> **Exercise prompt**: Can you rewrite the material from the line with "Query: cream colored fork handle" to the line with "(467, 1161)", putting "spoon" in place of "fork" and keeping everything else the same?

> **Supplied data**:
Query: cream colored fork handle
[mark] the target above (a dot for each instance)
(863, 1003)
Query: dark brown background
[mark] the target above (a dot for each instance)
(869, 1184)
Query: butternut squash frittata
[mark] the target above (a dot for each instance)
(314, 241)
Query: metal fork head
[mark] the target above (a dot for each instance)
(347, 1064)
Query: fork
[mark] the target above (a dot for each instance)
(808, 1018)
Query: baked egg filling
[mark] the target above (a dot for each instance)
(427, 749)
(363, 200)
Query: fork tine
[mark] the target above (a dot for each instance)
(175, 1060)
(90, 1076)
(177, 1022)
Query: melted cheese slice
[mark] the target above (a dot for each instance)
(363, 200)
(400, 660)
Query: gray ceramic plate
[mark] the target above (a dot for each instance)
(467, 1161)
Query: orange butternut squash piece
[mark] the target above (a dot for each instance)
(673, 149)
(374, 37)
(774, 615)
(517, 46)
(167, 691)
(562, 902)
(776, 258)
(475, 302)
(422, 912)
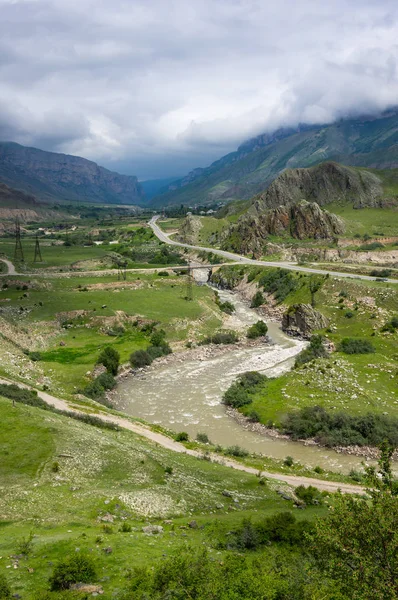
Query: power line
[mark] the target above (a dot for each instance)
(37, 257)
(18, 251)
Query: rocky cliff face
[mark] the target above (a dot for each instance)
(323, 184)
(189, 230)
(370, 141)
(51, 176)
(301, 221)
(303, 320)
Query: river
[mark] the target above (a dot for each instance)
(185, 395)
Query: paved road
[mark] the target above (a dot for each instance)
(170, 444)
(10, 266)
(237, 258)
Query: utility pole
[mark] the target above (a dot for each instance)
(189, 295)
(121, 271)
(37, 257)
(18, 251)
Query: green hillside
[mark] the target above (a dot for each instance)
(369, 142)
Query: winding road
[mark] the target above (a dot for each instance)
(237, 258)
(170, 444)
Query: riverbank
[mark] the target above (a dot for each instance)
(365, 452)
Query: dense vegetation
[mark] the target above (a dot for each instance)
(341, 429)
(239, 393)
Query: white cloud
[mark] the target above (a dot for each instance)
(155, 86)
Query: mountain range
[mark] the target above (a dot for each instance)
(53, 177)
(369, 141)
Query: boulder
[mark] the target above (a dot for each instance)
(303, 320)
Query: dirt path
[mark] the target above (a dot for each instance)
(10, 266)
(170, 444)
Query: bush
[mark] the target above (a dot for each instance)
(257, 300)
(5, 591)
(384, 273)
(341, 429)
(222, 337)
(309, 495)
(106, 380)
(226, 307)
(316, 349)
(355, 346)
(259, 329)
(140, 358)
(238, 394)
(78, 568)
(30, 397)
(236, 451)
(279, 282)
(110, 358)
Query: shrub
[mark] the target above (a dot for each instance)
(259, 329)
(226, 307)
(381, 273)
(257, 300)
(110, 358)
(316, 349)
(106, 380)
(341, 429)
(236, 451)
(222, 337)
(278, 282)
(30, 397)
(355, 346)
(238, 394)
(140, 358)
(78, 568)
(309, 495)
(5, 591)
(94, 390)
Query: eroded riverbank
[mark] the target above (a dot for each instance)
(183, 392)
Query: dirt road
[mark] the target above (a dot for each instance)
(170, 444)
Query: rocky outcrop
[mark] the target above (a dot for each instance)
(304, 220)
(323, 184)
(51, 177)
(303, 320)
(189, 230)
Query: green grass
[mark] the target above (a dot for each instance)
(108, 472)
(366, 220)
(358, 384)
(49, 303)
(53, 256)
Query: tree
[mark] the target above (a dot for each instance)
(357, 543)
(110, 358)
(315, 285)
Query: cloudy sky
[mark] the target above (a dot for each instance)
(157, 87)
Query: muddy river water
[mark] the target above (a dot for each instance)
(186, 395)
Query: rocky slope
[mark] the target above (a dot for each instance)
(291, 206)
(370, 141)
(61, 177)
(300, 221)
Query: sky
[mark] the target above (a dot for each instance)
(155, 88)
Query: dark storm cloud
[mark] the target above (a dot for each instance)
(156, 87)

...

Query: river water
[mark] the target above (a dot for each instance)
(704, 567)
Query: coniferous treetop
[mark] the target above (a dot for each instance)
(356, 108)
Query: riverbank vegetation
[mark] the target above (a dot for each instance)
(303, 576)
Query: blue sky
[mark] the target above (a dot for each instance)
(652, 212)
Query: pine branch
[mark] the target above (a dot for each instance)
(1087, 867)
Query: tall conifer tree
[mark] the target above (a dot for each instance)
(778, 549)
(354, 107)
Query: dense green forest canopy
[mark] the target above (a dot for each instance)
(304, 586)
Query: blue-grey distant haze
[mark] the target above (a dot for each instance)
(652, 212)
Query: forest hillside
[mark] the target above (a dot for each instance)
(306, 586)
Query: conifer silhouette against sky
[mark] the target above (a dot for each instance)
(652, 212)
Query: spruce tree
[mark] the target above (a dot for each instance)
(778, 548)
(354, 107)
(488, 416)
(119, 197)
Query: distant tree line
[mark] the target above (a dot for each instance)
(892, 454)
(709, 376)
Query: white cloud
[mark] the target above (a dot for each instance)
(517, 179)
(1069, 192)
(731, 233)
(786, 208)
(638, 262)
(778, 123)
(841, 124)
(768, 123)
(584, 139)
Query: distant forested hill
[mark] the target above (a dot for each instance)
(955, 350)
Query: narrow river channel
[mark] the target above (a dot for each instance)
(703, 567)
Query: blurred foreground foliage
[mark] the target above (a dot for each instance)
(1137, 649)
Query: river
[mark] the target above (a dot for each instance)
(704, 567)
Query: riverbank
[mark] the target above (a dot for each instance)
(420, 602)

...

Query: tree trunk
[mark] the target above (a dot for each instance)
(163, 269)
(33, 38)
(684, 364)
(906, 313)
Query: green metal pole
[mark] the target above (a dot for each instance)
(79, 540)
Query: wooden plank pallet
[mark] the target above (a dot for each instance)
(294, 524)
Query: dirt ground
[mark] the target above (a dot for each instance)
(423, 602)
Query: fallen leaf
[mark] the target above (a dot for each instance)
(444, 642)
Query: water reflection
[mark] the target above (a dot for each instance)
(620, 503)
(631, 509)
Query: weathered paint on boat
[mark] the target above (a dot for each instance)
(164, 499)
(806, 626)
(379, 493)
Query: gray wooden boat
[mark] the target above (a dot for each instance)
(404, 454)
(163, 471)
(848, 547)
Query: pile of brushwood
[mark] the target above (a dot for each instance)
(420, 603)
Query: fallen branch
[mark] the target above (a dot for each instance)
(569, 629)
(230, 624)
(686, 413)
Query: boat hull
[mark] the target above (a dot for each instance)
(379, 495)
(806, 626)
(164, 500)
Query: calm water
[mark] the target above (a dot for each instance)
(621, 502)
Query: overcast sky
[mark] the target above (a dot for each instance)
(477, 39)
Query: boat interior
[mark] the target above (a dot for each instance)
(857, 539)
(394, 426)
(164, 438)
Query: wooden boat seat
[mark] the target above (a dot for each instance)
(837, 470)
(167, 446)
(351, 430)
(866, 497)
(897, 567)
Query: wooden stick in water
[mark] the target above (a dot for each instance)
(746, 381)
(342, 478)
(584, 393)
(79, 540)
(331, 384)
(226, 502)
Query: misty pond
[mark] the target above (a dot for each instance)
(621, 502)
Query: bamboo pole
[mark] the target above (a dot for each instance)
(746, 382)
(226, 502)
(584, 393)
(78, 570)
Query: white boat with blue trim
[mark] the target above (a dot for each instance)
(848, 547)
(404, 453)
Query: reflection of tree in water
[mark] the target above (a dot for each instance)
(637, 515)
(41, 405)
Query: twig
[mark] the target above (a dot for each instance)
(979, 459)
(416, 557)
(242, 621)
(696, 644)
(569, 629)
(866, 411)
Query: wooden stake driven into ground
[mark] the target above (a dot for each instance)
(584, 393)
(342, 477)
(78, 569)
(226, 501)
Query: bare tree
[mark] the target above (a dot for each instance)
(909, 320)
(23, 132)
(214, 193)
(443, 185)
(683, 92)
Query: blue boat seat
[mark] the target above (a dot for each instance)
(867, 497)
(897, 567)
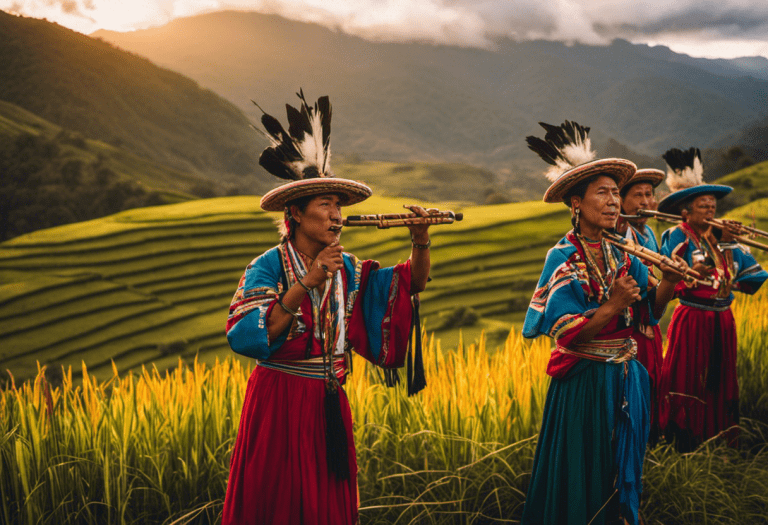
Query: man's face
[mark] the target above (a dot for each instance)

> **Output for this task**:
Query: cream colored spoon handle
[mark] the target above (a dot for each instance)
(863, 1003)
Query: dark brown background
[mark] the target above (a dot for each instance)
(869, 1184)
Query: butternut squash frittata
[mark] the target above (a dot for each instance)
(314, 241)
Query: metal spoon head
[mark] the target above (a dot for each instance)
(347, 1064)
Query: spoon
[mark] the target above (a dot for each instance)
(808, 1018)
Query: baked egg filling
[mark] the target above (a dot for each instance)
(427, 749)
(363, 200)
Query: spoon tine
[mark] the target above (a dot for each instance)
(175, 1060)
(90, 1076)
(177, 1022)
Query: melted cheese slice
[mark] the target above (a dot for each instance)
(363, 200)
(400, 660)
Query: gray ceramic plate
[mark] the target above (a dot for each instance)
(467, 1161)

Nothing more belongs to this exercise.